▸ Data entries
*****

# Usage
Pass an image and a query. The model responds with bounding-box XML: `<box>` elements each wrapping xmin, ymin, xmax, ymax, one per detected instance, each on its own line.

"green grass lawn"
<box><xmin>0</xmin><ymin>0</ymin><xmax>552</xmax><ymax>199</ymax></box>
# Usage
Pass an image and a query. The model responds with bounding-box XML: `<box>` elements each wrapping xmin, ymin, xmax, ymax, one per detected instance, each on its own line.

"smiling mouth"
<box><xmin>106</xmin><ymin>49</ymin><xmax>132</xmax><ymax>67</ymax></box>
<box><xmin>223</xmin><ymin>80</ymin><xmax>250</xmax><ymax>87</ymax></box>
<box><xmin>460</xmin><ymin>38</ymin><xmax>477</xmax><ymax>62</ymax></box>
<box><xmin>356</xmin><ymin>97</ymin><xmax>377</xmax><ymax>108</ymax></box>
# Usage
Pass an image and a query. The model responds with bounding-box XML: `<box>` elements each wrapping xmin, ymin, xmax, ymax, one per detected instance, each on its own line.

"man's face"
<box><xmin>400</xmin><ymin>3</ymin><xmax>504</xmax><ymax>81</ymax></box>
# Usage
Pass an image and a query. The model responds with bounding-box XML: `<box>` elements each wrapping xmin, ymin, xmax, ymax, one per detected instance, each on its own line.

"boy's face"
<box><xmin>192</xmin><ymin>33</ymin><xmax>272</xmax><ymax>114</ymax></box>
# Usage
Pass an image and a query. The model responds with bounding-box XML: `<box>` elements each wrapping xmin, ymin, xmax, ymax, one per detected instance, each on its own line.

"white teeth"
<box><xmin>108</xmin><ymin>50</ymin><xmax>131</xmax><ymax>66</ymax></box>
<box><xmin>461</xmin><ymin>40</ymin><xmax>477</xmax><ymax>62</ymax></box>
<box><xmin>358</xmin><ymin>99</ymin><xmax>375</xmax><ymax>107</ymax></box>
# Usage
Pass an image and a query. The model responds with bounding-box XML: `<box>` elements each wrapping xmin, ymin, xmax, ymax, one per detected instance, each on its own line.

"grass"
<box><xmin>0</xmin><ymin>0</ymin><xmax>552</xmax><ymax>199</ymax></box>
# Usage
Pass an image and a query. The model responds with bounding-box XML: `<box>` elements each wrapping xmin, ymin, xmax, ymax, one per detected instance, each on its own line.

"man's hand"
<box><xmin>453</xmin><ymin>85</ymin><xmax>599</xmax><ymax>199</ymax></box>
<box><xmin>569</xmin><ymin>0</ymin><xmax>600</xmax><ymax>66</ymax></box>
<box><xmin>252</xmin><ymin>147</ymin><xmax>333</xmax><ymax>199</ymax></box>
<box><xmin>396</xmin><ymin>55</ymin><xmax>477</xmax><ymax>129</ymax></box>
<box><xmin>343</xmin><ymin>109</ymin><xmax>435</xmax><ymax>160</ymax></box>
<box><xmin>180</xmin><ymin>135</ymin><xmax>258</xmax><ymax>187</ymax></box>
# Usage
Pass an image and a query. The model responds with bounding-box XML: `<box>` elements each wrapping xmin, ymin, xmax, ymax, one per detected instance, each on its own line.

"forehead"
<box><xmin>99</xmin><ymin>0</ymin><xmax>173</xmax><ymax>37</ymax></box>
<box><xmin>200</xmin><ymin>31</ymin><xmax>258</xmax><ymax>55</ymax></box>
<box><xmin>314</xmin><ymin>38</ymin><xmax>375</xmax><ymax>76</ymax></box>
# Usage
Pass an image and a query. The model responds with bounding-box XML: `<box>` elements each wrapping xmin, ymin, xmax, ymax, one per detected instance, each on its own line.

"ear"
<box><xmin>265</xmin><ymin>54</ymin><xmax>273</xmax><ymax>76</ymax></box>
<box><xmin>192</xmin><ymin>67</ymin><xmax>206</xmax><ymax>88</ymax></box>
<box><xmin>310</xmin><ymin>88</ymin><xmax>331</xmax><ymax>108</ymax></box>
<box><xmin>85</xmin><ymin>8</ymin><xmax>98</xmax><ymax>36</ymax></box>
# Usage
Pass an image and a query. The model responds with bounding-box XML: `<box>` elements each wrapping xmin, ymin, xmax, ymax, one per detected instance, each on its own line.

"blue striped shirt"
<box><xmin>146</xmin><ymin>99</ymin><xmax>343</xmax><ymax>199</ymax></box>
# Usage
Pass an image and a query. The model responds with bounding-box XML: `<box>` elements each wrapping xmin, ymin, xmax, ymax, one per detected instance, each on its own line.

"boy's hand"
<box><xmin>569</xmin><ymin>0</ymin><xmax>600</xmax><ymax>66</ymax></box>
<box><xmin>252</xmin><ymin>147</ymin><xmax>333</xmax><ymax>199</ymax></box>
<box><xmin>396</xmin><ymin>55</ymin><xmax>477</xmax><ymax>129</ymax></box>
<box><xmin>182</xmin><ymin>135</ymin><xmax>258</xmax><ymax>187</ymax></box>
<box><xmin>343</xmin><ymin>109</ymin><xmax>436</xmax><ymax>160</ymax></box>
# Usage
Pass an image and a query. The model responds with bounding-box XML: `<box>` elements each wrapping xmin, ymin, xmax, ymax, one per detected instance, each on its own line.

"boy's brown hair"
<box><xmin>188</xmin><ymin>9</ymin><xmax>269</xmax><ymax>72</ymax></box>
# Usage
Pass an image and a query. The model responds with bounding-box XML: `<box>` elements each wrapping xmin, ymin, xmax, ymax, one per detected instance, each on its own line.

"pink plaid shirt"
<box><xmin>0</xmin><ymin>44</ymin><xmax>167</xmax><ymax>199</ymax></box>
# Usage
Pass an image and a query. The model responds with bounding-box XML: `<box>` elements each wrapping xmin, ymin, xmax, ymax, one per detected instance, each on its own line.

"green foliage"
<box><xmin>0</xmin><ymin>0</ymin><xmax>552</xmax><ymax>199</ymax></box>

*****

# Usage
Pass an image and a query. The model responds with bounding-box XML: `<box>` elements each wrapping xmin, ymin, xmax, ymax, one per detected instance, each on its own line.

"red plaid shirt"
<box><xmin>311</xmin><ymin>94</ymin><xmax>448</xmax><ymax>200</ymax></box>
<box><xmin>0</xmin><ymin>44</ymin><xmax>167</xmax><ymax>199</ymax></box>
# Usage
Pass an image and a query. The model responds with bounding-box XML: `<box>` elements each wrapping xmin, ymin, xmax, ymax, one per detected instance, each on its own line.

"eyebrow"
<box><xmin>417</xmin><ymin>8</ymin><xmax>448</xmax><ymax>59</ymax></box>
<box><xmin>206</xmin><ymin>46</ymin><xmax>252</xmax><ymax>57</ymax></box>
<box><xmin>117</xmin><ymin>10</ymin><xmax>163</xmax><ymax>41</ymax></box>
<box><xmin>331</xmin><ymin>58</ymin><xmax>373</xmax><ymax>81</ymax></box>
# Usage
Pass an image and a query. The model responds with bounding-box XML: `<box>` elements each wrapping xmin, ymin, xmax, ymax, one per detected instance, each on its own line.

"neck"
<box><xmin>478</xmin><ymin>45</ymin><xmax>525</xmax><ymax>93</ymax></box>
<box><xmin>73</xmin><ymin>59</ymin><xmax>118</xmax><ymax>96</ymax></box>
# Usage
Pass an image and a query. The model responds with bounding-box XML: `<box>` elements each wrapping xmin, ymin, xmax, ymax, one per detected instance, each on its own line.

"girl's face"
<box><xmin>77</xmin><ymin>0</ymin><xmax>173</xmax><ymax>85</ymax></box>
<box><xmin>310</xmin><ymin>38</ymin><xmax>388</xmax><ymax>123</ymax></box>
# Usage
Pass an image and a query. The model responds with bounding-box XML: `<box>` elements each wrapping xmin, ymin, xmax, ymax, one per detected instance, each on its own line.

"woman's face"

*****

▸ The request
Please return every line of the data above that contains the word "face". Case counts.

▸ Task answer
"man's face"
"boy's face"
"girl's face"
"woman's face"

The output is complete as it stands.